> PROBLEM TO SOLVE:
Your task is to write out exactly the lines from the line containing "Target: window grille" through the end of the records, inclusive at both ends.

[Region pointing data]
***

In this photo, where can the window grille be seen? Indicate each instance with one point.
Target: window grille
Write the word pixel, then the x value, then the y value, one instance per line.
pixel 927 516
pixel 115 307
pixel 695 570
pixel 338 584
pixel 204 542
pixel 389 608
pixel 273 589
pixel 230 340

***

> ANSWER BOX:
Target: window grille
Write the word pixel, then the x value, then the y value, one instance per line.
pixel 927 516
pixel 115 307
pixel 695 570
pixel 338 584
pixel 204 542
pixel 389 608
pixel 273 589
pixel 230 340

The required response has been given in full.